- [Exercise goal]:
All of the data, from the first line to the last, should be reproduced without alteration.
──────── Source records
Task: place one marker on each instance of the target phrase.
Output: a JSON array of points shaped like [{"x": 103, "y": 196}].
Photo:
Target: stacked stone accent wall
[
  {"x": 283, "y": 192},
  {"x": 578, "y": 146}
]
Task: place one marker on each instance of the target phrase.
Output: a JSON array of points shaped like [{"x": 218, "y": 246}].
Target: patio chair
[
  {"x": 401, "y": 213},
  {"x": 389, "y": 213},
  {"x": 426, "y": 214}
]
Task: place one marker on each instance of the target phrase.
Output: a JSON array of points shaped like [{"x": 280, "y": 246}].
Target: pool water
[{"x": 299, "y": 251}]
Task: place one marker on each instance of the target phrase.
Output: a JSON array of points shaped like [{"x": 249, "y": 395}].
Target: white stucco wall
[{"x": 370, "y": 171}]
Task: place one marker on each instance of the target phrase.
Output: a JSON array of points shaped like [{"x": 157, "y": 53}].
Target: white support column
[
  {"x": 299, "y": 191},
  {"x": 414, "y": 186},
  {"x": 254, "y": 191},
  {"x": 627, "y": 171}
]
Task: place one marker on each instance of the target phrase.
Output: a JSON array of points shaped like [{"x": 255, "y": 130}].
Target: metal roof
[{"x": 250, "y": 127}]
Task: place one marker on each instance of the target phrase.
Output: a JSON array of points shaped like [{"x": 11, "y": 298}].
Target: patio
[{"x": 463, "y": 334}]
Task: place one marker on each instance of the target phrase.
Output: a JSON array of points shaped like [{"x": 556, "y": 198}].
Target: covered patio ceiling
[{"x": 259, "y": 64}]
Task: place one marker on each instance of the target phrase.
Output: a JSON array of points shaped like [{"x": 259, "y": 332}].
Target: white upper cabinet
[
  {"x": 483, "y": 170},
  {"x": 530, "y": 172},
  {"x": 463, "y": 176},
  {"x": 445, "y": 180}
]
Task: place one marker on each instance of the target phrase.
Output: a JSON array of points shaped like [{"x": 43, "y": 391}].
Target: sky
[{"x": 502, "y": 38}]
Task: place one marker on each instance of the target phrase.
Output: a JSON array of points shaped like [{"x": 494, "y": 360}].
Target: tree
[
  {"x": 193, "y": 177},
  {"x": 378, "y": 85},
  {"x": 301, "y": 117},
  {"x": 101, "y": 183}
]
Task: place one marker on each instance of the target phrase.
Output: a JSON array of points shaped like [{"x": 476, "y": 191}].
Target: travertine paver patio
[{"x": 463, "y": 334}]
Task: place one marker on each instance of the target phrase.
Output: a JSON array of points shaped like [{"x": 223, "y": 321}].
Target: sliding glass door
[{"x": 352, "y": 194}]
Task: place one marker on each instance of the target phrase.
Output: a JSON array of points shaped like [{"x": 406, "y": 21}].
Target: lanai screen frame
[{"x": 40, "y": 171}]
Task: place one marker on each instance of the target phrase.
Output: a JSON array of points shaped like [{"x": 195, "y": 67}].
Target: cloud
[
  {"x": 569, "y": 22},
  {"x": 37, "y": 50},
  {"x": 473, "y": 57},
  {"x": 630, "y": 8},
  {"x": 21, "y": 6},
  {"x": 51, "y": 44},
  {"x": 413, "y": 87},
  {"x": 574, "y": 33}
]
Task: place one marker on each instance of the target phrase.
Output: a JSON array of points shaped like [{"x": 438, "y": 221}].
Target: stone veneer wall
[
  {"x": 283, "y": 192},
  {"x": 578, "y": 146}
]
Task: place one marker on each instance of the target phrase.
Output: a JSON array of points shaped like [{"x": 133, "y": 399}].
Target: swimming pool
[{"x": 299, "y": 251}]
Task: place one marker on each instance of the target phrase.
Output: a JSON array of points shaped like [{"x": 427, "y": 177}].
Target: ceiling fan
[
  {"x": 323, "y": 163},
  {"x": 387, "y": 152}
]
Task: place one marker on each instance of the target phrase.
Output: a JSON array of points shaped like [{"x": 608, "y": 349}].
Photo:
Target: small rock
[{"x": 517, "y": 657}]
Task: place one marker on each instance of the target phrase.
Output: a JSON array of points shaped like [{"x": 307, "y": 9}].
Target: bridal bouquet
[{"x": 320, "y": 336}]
────────────────
- [Result of the task]:
Task: place one marker on each instance of the target phrase.
Output: a JSON array of points shaped like [{"x": 103, "y": 196}].
Photo:
Target: stacked stone accent wall
[
  {"x": 283, "y": 192},
  {"x": 578, "y": 146}
]
Task: place one marker on each instance of the target phrase.
Output: a JSON array of points shaped like [{"x": 218, "y": 246}].
Target: patio chair
[
  {"x": 401, "y": 213},
  {"x": 389, "y": 213},
  {"x": 426, "y": 214}
]
Task: place one marker on each instance of the target phrase.
Output: a JSON array of points shaped like [{"x": 280, "y": 246}].
Target: pool water
[{"x": 299, "y": 251}]
Task: place one marker on each instance of the target phrase.
Output: a JSON array of points shaped like [{"x": 249, "y": 395}].
Target: white stucco wall
[{"x": 370, "y": 171}]
Task: place one marker on each instance of the target phrase.
Output: a JSON array of points shaped like [{"x": 157, "y": 53}].
Target: white support column
[
  {"x": 299, "y": 191},
  {"x": 414, "y": 186},
  {"x": 254, "y": 191},
  {"x": 627, "y": 171}
]
Task: place one marker on each instance of the target phrase.
Output: a JSON array of points shaped like [{"x": 255, "y": 130}].
Target: metal roof
[{"x": 250, "y": 127}]
Task: place one marker on each instance of the target phrase.
Output: a JSON array of points shaped like [{"x": 11, "y": 298}].
Target: patio
[{"x": 463, "y": 334}]
Task: place one marker on each instance of the target phrase.
Output: a JSON array of points shaped like [{"x": 556, "y": 198}].
Target: covered patio ceiling
[{"x": 259, "y": 64}]
Task: place one marker on each instance of the target phrase.
Output: a JSON array of points shaped like [{"x": 259, "y": 332}].
Target: white upper cabinet
[
  {"x": 483, "y": 170},
  {"x": 530, "y": 172},
  {"x": 463, "y": 176},
  {"x": 445, "y": 180}
]
Task: place one marker on each instance of the target phrase.
Output: a JSON array of points shaped like [{"x": 43, "y": 391}].
Target: sky
[{"x": 502, "y": 38}]
Task: place one marker on each instance of the target phrase.
Output: a JSON array of points shaped like [{"x": 494, "y": 360}].
Target: tree
[
  {"x": 193, "y": 177},
  {"x": 378, "y": 85},
  {"x": 301, "y": 117},
  {"x": 101, "y": 183}
]
Task: place one marker on each instance of the target phrase.
Output: a JSON array of points shaped like [{"x": 476, "y": 191}].
Target: travertine paver patio
[{"x": 463, "y": 334}]
Task: place one marker on each instance of the target phrase.
Output: a JSON array of points shaped like [{"x": 223, "y": 321}].
Target: sliding glass door
[{"x": 352, "y": 194}]
Task: place one marker on each instance of the target phrase.
Output: a JSON array of points shaped like [{"x": 406, "y": 21}].
Target: lanai screen frame
[{"x": 40, "y": 171}]
Task: place one marker on each instance of the target phrase.
Output: a JSON array of points shaped like [{"x": 195, "y": 67}].
Target: cloud
[
  {"x": 569, "y": 22},
  {"x": 37, "y": 50},
  {"x": 473, "y": 57},
  {"x": 630, "y": 8},
  {"x": 21, "y": 6},
  {"x": 51, "y": 44},
  {"x": 413, "y": 87},
  {"x": 574, "y": 33}
]
Task: place one marker on each instance of the target phrase.
Output: a JSON array of points shaped like [{"x": 438, "y": 221}].
Target: stone veneer wall
[
  {"x": 283, "y": 192},
  {"x": 578, "y": 146}
]
Task: place one marker on each instance of the target phrase.
Output: a JSON array of points shaped like [{"x": 133, "y": 399}].
Target: swimming pool
[{"x": 299, "y": 251}]
Task: place one marker on each instance of the target phrase.
Output: a JSON array of points shaped like [{"x": 427, "y": 177}].
Target: ceiling fan
[
  {"x": 323, "y": 163},
  {"x": 387, "y": 152}
]
Task: place one marker on each instance of the target phrase.
Output: a JSON array of points shaped like [{"x": 608, "y": 349}].
Photo:
Target: small rock
[{"x": 517, "y": 657}]
Task: place one marker on each instance of the target phrase.
Output: a JSON array of points shaped like [{"x": 307, "y": 9}].
Target: bridal bouquet
[{"x": 320, "y": 336}]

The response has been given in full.